## Problem details
All of the lines below are to be transcribed faithfully, with pictures excluded from the copy.

## Material
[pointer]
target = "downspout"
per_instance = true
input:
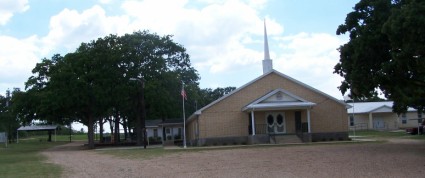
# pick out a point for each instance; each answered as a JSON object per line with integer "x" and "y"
{"x": 252, "y": 122}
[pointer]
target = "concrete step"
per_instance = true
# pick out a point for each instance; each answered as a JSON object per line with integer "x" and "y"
{"x": 282, "y": 139}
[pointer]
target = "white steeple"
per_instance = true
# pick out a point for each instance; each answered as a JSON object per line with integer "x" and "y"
{"x": 267, "y": 62}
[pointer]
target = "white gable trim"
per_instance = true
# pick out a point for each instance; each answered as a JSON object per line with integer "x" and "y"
{"x": 199, "y": 112}
{"x": 382, "y": 109}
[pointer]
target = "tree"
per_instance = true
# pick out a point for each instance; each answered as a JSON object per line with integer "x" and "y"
{"x": 8, "y": 120}
{"x": 385, "y": 52}
{"x": 94, "y": 81}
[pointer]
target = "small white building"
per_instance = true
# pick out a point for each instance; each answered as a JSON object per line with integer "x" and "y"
{"x": 166, "y": 131}
{"x": 380, "y": 116}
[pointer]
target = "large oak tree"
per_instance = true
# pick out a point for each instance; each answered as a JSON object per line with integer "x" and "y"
{"x": 385, "y": 52}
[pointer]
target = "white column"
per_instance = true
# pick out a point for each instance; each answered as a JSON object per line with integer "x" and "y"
{"x": 252, "y": 122}
{"x": 370, "y": 121}
{"x": 308, "y": 121}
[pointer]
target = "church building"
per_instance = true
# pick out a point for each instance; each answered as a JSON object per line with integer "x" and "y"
{"x": 273, "y": 108}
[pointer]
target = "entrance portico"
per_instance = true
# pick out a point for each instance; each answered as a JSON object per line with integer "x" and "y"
{"x": 279, "y": 112}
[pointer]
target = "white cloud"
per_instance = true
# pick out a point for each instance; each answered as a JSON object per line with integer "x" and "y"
{"x": 214, "y": 35}
{"x": 17, "y": 58}
{"x": 69, "y": 28}
{"x": 310, "y": 58}
{"x": 105, "y": 1}
{"x": 9, "y": 7}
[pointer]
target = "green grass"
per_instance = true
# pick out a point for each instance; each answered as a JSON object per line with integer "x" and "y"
{"x": 142, "y": 154}
{"x": 24, "y": 159}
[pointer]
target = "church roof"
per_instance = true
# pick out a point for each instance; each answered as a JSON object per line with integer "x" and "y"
{"x": 198, "y": 112}
{"x": 373, "y": 107}
{"x": 37, "y": 127}
{"x": 278, "y": 99}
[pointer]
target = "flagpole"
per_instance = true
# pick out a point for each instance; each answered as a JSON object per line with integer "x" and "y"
{"x": 184, "y": 117}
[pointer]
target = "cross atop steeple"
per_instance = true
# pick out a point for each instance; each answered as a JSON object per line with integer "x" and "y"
{"x": 267, "y": 62}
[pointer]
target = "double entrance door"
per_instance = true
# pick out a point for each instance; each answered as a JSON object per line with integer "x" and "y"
{"x": 275, "y": 122}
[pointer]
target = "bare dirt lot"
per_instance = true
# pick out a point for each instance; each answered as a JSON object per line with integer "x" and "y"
{"x": 395, "y": 158}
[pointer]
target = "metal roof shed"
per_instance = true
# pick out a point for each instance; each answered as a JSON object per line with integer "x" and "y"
{"x": 36, "y": 128}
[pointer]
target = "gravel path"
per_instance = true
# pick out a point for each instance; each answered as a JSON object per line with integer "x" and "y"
{"x": 396, "y": 158}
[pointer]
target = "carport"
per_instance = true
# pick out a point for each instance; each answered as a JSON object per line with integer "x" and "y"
{"x": 36, "y": 128}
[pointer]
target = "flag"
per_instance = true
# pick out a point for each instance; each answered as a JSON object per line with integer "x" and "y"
{"x": 183, "y": 93}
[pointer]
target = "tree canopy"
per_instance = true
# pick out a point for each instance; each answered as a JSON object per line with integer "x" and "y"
{"x": 385, "y": 52}
{"x": 94, "y": 81}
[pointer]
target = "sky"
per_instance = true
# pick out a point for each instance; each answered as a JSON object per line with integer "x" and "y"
{"x": 224, "y": 38}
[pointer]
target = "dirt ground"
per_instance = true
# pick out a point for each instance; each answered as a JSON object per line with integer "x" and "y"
{"x": 396, "y": 158}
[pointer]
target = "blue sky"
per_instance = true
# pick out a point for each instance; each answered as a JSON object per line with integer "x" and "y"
{"x": 223, "y": 38}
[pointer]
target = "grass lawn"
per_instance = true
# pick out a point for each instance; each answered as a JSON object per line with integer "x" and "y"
{"x": 23, "y": 159}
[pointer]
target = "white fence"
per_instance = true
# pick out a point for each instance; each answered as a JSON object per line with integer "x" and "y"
{"x": 3, "y": 138}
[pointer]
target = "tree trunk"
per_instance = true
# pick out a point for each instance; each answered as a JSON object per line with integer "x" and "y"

## Reply to the task
[pointer]
target = "downspout"
per_instance = true
input:
# pick out a point for each instance; each answered as a JSON object per line with integer "x" and "y"
{"x": 252, "y": 122}
[pointer]
target = "concrete step"
per_instance = true
# pick out a point for each instance; each answered as a JSON object per line with integer "x" and "y"
{"x": 282, "y": 139}
[pointer]
target = "white steeple"
per_instance = true
# pick out a point for each instance; each answered as a JSON object per line with integer "x" and "y"
{"x": 267, "y": 62}
[pointer]
target = "white gable trim"
per_instance = true
# pick out a point for each instance; each answered as a JSON object per line with integer "x" and "y"
{"x": 199, "y": 112}
{"x": 382, "y": 109}
[pointer]
target = "tree"
per_instance = true
# pick out a point for each instance; each answered as a JSON object per line with integer "x" and "y"
{"x": 8, "y": 120}
{"x": 385, "y": 52}
{"x": 94, "y": 81}
[pointer]
target = "small white building"
per_instance = true
# pick out a point for each instance; each answered as a JSON object per line with integer "x" and "y"
{"x": 166, "y": 131}
{"x": 380, "y": 116}
[pointer]
target = "large oak tree"
per_instance = true
# pick out a point for each instance; each answered as a JSON object per line with integer "x" and "y"
{"x": 385, "y": 52}
[pointer]
target = "white column"
per_instance = true
# pick out a point for each instance; each answered as a JSON object per line with integer "x" and "y"
{"x": 252, "y": 122}
{"x": 370, "y": 121}
{"x": 308, "y": 121}
[pointer]
target = "church building"
per_instance = true
# pick out a point for each instance; each answered as a JSON object per line with integer "x" and "y"
{"x": 273, "y": 108}
[pointer]
target = "entrance portico"
per_instance = true
# pick out a point for each instance; each answered as a JSON object per line with integer "x" and "y"
{"x": 279, "y": 112}
[pointer]
target = "white cloud"
per_instance = true
# pick out a point for each instance; each answered as a JSON object per line with integer "x" and "y"
{"x": 214, "y": 35}
{"x": 17, "y": 58}
{"x": 69, "y": 28}
{"x": 310, "y": 58}
{"x": 105, "y": 1}
{"x": 9, "y": 7}
[pointer]
target = "green grass"
per_instance = true
# pick out a point for each instance; each answered as a JSON object per line with integer "x" and "y"
{"x": 142, "y": 154}
{"x": 24, "y": 159}
[pointer]
target = "church roof"
per_instance = true
# pick out a point for each instance; each answered as a JSON object per line with integer "x" and "y"
{"x": 198, "y": 112}
{"x": 373, "y": 107}
{"x": 37, "y": 127}
{"x": 278, "y": 99}
[pointer]
target = "flagpole"
per_instance = true
# pick out a point for each instance; each answered as a JSON object per line with integer "x" and "y"
{"x": 184, "y": 117}
[pointer]
target = "cross atop steeple"
per_instance = true
# pick out a point for each instance; each answered as a JSON object per line with integer "x" and "y"
{"x": 267, "y": 62}
[pointer]
target = "double entrance door"
per_instance = true
# pick out a point for each instance; each answered as a JSON object per line with integer "x" and "y"
{"x": 275, "y": 122}
[pointer]
target = "bare dirt lot"
per_instance = true
# pick out a point for each instance; each answered as a JSON object per line with integer "x" and "y"
{"x": 395, "y": 158}
[pointer]
target = "metal roof shed"
per_instance = true
# pick out a point for each instance; each answered as a JSON object per line with integer "x" and "y"
{"x": 36, "y": 128}
[pointer]
target = "gravel path"
per_instance = true
# pick out a point for each instance; each answered as a JSON object per line with integer "x" and "y"
{"x": 396, "y": 158}
[pointer]
target = "carport"
per_instance = true
# pick out a point for each instance; each answered as a JSON object per line with integer "x" and "y"
{"x": 36, "y": 128}
[pointer]
target = "flag"
per_instance = true
# pick out a point for each instance; each answered as a JSON object per line with integer "x" and "y"
{"x": 183, "y": 93}
[pointer]
target = "tree canopy"
per_instance = true
# pick out a point for each instance; each answered as a JSON object per line with integer "x" and "y"
{"x": 385, "y": 52}
{"x": 94, "y": 81}
[pointer]
target = "sky"
per_instance = true
# pick out a point for each instance; each answered as a JSON object per line with integer "x" and "y"
{"x": 224, "y": 38}
[pointer]
target = "dirt ground"
per_instance = true
# pick out a point for each instance; each answered as a JSON object per line with integer "x" and "y"
{"x": 396, "y": 158}
[pointer]
target = "blue sky"
per_instance = true
# pick out a point for each instance; each answered as a JSON object per line with integer "x" and "y"
{"x": 223, "y": 38}
[pointer]
target = "grass lawn"
per_instance = true
# pick out a point for each instance; each answered as a JSON object per line with integer "x" and "y"
{"x": 23, "y": 159}
[pointer]
target = "white fence"
per_instance = true
# pick out a point for each instance; each answered as a JSON object per line with integer "x" and "y"
{"x": 3, "y": 138}
[pointer]
target = "tree trunk"
per_instance = true
# pick out a point for each instance; each answered as a JSON object per line with integer "x" and "y"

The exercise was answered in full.